EXTRACTED TEXT:

---*---

Because the method proposed in this study uses read-depth sequence information from NA10851, which is one of the most commonly used control samples in aCGH, it should be amenable to other aCGH studies that use NA10851 as the control sample. One example in which absolute copy number states could be determined from data generated from other aCGH platforms is shown in Supplementary Figure 7. Alternatively, if an individual other than NA10851 was used as a control sample in aCGH experiments, read-depth sequence information for that individual could subsequently be used to generate an absolute copy number calling algorithm for those studies.

We also developed a custom 180k CNV genotyping array and used this array to simultaneously examine 17,760 CNVs in a large Asian family comprising 13 individuals across three generations. Using relative copy number information, Mendelian inconsistencies for copy number deletions were estimated at a rate of 6.42%. Using absolute copy number information, the Mendelian inconsistencies for copy number deletions dropped to 2.59% (Supplementary Fig. 8), which is probably closer to the true rate of de novo formation of CNVs at this resolution.

Because the Conrad et al.² dataset used a different aCGH platform than was used here, we considered whether the unique CNVEs found in our study were platform specific. There are some differences between the Agilent aCGH platform used in this study and the NimbleGen array used in the previous study by Conrad et al.². The Agilent platform we used excluded areas of repetitive sequence using a homology filter, whereas 43% of the NimbleGen probes are in repetitive regions (Supplementary Fig. 1). The use of the Agilent platform in this study resulted in an effectively smaller portion of the genome being assayed for CNVs and resulted in a lower false positive rate. The Agilent and NimbleGen platforms identified 722 and 1,829 CNVs, respectively, in AK1 (Supplementary Fig. 7). Four hundred and fifty CNVs were common to both platforms. Of the 1,282 CNVs specific to the NimbleGen array, 655 were in moderately to highly repetitive regions, whereas 424 had log2 ratios that did not meet the more stringent filter criteria established for the Agilent array. Consequently, only 203 NimbleGen-specific CNVs were relevant in this comparison. Further comparison of CNVs identified in NA12878 (from CEU) and NA19240 (from YRI) revealed that ∼60% of the calls on the Agilent 24M array were common to the Conrad et al. study, whereas ∼40% of the calls were specific to our platform only (Fig. 5 and Supplementary Fig. 9). Taken together, these comparisons indicate that ∼40% of the Agilent 24M CNV calls may be platform dependent and would not be captured by the NimbleGen 42M array. This suggests that about 60% out of the 3,547 potential Asian-specific CNVEs used here are truly specific to the Asian population and were missed in Conrad et al.² due to the lack of samples from Asian individuals used in their CNV discovery phase.

---*---

DATA PROVIDED:
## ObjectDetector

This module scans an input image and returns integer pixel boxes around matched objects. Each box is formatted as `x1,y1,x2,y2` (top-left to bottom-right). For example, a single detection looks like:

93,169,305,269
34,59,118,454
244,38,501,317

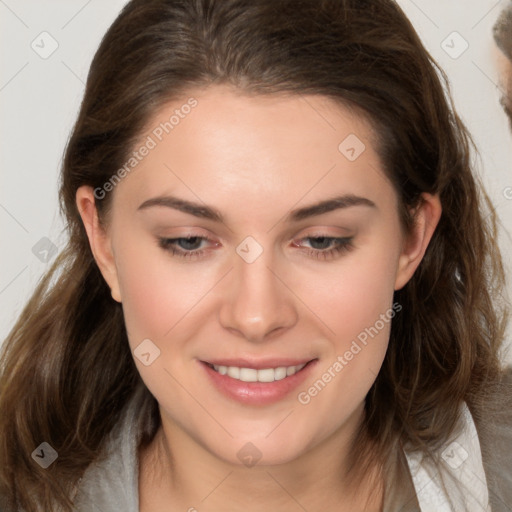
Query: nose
220,246,298,343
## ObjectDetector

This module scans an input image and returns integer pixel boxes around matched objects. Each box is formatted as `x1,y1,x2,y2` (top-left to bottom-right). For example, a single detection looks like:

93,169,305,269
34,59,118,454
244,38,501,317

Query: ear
76,185,121,302
395,193,442,290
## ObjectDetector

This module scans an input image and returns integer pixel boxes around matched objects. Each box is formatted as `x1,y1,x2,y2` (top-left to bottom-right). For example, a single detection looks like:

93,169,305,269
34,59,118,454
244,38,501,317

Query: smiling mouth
206,361,312,383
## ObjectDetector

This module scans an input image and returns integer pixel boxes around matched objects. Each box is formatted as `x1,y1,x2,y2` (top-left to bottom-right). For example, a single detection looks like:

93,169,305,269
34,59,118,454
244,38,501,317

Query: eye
158,236,219,259
293,236,354,260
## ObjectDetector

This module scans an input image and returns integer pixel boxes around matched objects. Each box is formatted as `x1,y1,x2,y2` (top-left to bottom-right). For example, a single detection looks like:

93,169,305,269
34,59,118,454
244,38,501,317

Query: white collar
405,403,491,512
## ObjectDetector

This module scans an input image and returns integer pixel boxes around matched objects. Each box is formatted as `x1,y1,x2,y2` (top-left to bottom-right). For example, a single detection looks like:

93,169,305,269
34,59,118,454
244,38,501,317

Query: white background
0,0,512,362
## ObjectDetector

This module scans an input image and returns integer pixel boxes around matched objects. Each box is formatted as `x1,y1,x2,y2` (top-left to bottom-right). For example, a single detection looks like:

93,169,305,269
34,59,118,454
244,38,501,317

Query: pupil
312,236,331,249
180,236,201,250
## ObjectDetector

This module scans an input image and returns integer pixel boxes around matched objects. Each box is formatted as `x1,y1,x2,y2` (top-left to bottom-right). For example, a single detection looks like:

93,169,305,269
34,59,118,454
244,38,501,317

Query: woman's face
77,86,440,464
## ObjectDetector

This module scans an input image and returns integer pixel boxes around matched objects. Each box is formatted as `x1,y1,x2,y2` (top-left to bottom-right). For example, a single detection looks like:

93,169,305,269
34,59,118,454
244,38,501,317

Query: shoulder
475,367,512,512
73,388,148,512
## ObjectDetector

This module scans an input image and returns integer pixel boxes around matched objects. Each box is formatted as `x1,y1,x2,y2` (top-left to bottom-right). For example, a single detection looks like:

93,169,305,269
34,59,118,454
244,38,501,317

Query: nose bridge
220,240,297,341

---*---

TASK: Rewrite the copy number variation text between "We also developed" and "at this resolution.", inclusive, changing "Mendelian inconsistencies" to "Mendelian errors".

SOLUTION TO THE EXERCISE:
We also developed a custom 180k CNV genotyping array and used this array to simultaneously examine 17,760 CNVs in a large Asian family comprising 13 individuals across three generations. Using relative copy number information, Mendelian errors for copy number deletions were estimated at a rate of 6.42%. Using absolute copy number information, the Mendelian errors for copy number deletions dropped to 2.59% (Supplementary Fig. 8), which is probably closer to the true rate of de novo formation of CNVs at this resolution.